▶ Given problem: Turn every line of the data below into a JSON list of strings, one string per line. Skip blank lines and leave the pictures out.

-- BEGIN --

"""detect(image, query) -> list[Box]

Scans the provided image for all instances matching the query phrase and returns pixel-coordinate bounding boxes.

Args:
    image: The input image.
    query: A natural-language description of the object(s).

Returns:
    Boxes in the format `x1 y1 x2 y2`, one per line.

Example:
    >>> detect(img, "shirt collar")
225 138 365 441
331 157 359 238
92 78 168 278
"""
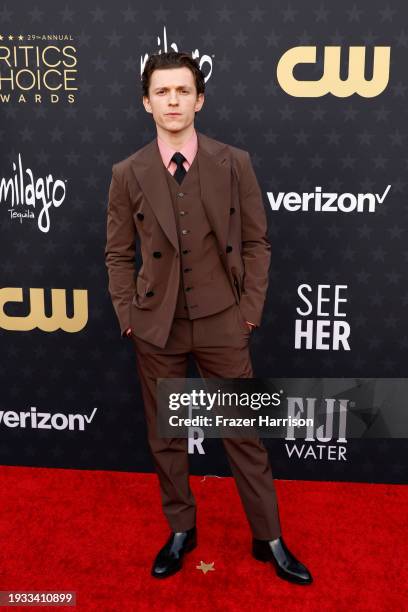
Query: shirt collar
157 130 198 168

-- END --

▶ Response:
[
  "\"\"\"detect(image, query) -> list[Box]",
  "Scans the provided image for all instances matching the query phrase and returns pixel-coordinate bounding boxes.",
  "Args:",
  "    image: The input image.",
  "    query: A natural-language description of the object(s).",
  "Returns:",
  "    Boxes in the format `x1 y1 x2 y2`, one per line.",
  "Example:",
  "    >>> detect(img, \"shirt collar\")",
  "225 138 365 441",
  "331 157 359 238",
  "92 78 168 278",
  "\"\"\"",
  "Query: shirt collar",
  "157 130 198 168"
]